_WHAT TO DO_
Go through the listing and write out all of it exactly.

_DATA TO PROCESS_
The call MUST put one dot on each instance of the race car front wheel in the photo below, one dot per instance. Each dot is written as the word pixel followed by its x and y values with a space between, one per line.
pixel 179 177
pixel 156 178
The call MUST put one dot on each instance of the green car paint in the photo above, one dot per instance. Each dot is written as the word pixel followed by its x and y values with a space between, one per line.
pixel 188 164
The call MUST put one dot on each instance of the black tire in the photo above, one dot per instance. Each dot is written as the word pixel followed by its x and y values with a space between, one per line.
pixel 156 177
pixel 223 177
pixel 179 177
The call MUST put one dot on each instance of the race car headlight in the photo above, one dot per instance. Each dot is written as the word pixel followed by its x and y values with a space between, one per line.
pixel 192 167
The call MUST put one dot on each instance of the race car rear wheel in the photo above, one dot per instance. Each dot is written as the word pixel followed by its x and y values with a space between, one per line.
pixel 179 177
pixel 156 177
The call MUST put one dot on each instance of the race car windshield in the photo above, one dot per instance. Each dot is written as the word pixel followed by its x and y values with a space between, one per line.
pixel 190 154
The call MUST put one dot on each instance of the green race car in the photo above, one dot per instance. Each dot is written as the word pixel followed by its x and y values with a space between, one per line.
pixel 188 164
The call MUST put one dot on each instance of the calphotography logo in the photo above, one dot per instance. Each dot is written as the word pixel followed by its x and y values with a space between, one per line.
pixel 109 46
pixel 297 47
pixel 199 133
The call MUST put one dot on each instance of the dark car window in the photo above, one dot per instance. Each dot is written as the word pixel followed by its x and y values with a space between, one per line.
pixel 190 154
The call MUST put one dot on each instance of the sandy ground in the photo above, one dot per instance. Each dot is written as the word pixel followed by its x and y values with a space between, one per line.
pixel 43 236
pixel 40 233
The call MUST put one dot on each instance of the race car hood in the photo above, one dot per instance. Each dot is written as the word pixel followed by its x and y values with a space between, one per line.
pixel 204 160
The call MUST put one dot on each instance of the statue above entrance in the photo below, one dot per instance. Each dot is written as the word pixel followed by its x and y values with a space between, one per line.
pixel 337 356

_OUTPUT OF THE TASK_
The call MUST put one dot on each instance of the race car front wheel in the photo below, one dot per instance. Each dot is written as the word pixel followed by its x and y values with a space between, one per line.
pixel 179 177
pixel 156 178
The call MUST put one dot on each instance of the green car paint in the photo above, one dot per instance. Each dot is written as the word pixel followed by its x and y values with a space between, one per line.
pixel 188 164
The call MUST put one dot on each instance of the black tire in the photo above, one dot per instance. Each dot is written as the word pixel followed by its x and y values with a space between, one per line.
pixel 156 177
pixel 223 177
pixel 179 177
The call MUST put one dot on each instance of the race car headlight in the photo above, one dot per instance. Each dot is written as the word pixel followed by its x and y values with a space between, one per line.
pixel 192 167
The call MUST put one dot on each instance of the race car rear wheel in the photo above, one dot per instance. Each dot is written as the word pixel followed by its x and y values with a space between, one per line.
pixel 179 177
pixel 156 177
The call MUST put one dot on each instance of the race car windshield in the photo above, one dot per instance. Each dot is written as the word pixel followed by its x and y values with a space between, one per line.
pixel 190 154
The call MUST put one dot on each instance of the green race car in the photo above, one dot per instance. Each dot is written as the word pixel followed by its x and y values with a space between, one per line.
pixel 188 164
The call MUST put one dot on each instance of the calphotography logo in the photo above, one dot per instance. Each dot is written as the word pixel followed by its x and y values with a space between, one per line.
pixel 109 46
pixel 297 47
pixel 199 133
The call MUST put one dot on each instance of the dark car window in the photo above, one dot per instance. Each dot is written as the word pixel followed by its x and y values with a space between, one per line.
pixel 190 154
The call MUST put one dot on each instance of the sandy ground in the photo above, one dot per instance. Each dot is written as the word pixel followed by its x and y values with a space between, one per line.
pixel 43 236
pixel 40 233
The call MUST put one dot on each instance of the race car hood in the photo above, one dot per instance. Each dot is written as the word pixel followed by its x and y values with a space between, one per line.
pixel 204 160
The call MUST put one dot on each instance of the statue above entrance in the photo below, one dot per instance. Each dot is written as the word pixel followed by its x and y values with a space between, one per line.
pixel 337 356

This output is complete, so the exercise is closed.